Working from the line that contains "of the shorts" down to the last line below, repeat each line exactly.
[Start Dataset excerpts]
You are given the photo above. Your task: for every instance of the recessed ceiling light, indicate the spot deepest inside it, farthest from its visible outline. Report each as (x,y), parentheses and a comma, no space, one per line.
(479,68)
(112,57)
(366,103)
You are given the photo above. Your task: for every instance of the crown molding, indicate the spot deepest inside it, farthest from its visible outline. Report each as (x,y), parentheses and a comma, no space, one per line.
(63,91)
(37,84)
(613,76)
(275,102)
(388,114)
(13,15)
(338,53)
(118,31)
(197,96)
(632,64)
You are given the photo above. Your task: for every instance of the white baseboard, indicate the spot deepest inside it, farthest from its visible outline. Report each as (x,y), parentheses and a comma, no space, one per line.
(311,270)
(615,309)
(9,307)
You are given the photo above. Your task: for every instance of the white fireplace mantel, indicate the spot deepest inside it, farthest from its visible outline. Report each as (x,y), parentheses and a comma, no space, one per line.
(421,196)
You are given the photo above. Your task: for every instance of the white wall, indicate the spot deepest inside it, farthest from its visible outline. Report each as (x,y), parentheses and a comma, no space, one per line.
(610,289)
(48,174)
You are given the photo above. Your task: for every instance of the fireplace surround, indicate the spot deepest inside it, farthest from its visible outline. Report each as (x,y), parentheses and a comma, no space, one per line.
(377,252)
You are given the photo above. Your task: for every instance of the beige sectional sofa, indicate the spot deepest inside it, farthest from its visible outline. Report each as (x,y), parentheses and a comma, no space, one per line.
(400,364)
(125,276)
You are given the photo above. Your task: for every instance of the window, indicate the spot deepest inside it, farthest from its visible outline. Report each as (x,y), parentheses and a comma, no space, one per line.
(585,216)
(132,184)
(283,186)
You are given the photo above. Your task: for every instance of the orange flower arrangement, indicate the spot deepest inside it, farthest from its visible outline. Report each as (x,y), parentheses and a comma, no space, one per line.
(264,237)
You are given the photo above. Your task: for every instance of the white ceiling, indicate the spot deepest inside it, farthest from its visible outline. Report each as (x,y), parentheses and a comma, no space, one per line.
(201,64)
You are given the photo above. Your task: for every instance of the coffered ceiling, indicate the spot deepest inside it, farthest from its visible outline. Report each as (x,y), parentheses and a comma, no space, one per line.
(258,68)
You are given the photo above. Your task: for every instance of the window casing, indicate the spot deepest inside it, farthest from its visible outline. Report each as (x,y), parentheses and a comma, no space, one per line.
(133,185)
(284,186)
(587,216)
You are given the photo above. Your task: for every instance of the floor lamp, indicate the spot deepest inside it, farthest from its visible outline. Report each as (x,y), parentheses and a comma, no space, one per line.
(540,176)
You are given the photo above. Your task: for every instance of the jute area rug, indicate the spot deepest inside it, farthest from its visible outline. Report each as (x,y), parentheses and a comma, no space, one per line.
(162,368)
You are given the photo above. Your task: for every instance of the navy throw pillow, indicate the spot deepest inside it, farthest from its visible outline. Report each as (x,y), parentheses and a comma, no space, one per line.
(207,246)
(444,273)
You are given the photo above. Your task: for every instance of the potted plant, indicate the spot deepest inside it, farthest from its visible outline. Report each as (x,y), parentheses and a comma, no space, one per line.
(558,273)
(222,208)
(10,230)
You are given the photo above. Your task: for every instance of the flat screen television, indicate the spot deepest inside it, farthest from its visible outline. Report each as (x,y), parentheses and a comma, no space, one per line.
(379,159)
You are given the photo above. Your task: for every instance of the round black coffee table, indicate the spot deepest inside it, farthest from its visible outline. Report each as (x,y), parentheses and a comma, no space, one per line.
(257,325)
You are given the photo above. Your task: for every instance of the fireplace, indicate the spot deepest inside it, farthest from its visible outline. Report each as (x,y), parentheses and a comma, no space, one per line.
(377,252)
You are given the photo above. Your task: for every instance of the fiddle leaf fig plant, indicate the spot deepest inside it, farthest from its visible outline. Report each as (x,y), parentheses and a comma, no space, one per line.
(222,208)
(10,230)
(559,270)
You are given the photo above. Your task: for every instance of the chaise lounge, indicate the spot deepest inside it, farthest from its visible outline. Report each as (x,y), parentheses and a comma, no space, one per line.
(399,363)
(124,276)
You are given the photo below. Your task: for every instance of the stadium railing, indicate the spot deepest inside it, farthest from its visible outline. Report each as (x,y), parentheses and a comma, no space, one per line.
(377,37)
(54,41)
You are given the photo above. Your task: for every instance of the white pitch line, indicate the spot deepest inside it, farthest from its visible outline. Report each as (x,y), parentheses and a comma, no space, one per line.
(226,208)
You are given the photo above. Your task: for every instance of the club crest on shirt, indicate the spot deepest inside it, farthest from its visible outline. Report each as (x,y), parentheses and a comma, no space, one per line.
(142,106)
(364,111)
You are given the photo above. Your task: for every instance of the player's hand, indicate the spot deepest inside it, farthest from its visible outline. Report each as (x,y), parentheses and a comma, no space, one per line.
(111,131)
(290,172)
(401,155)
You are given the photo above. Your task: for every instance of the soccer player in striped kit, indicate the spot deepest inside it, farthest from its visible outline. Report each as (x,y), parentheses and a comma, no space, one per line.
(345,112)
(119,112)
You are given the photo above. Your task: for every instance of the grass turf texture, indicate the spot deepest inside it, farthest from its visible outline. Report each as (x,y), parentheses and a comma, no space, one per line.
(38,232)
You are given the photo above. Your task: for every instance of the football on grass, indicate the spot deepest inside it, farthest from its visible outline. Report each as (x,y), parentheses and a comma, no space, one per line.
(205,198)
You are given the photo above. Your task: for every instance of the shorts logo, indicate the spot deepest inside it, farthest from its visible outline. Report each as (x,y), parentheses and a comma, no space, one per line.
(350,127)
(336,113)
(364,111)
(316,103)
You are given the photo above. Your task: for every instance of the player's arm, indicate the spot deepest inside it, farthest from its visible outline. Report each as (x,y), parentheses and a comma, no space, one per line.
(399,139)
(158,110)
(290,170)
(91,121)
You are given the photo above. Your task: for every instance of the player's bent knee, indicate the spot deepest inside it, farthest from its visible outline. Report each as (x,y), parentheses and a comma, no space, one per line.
[End Dataset excerpts]
### Answer to the task
You are given the photo above. Your task: for every instance of the shorts logo, indicate the spot deepest inside it, farthest from its visible outline. Report each as (x,y), parentheses and a comma, no space, one per line.
(350,127)
(336,113)
(364,111)
(316,103)
You are given the photo above. Your task: for every instance of the player's arm, indicate the spot deepest inside it, farthest from its visible outline. Report each as (x,y), parentheses and a comma, no space, one per line.
(399,139)
(158,110)
(290,170)
(91,121)
You are given the photo above. Your task: for every instance of the player's bent knee, indicate the spot deepest inside it, farthest from its visible outline. Report each as (x,y), parentheses and a comma, no space, one per line.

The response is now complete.